## start Document segment

Post by nalfonso » 15 Jan 2010, 17:45

Hello Ann,

Interesting stuff you've been doing lately. This is to let you know Drop.io is not showing the picture you uploaded. I downloaded the file, and it has extension .CR2.
I found out it is a Canon Raw format, and I was able to open it with Zoombrowser EX, a program part of the Canon Camera Utilities.

Regards,

Nalfonso

Ann

Re: Our DIY Scanner

Post by Ann » 15 Jan 2010, 19:23

Hey nalfonso! Yeah, I know the site doesn't show the photo because it is a CR2 RAW file, but that's what I want so that folks like Misty and Dan can download it and look at the metadata and critique it if they want.

## end Document segment

§ Stated problem A: Reproduce word for word the part of the forum exchange about the CR2 file that opens with the words "Post by nalfonso" and closes with "has extension .CR2.".
The forum exchange and the listing come from unrelated sources.

## start Provided data

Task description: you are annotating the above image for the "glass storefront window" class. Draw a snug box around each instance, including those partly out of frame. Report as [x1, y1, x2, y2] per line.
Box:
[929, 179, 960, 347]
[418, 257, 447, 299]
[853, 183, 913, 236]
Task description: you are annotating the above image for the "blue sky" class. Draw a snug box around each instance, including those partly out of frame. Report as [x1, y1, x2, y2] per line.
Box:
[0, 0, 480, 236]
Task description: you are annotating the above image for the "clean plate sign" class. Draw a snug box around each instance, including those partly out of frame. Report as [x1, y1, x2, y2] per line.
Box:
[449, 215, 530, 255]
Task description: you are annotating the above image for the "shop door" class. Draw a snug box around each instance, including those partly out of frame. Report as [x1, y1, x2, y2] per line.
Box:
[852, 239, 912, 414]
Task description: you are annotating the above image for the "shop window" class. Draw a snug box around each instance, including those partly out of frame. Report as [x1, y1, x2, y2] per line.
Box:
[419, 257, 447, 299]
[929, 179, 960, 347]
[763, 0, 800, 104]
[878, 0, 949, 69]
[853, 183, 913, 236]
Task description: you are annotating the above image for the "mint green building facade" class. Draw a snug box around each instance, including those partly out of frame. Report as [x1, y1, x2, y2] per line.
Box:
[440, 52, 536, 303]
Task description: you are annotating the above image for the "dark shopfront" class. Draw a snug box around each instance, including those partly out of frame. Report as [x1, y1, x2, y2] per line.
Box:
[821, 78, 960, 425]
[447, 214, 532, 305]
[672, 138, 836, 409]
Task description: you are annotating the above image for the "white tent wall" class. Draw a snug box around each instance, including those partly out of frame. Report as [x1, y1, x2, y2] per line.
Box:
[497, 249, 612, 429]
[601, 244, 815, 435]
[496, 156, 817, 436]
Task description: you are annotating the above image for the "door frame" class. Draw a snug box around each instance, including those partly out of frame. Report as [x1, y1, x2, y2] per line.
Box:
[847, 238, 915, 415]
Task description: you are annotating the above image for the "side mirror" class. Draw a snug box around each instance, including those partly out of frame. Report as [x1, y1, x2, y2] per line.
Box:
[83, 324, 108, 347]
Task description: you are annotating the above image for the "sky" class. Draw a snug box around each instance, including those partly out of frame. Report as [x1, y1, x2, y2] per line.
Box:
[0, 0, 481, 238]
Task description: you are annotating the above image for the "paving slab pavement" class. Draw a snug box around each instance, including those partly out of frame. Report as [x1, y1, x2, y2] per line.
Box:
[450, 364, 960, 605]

## end Provided data

§ Stated problem B: Count the lines of the listing that contain the string "mint", and reply with the number alone.

§ Solution A:
Post by nalfonso » 15 Jan 2010, 17:45

Hello Ann,

Interesting stuff you've been doing lately. This is to let you know Drop.io is not showing the picture you uploaded. I downloaded the file, and it has extension .CR2.

§ Solution B: 1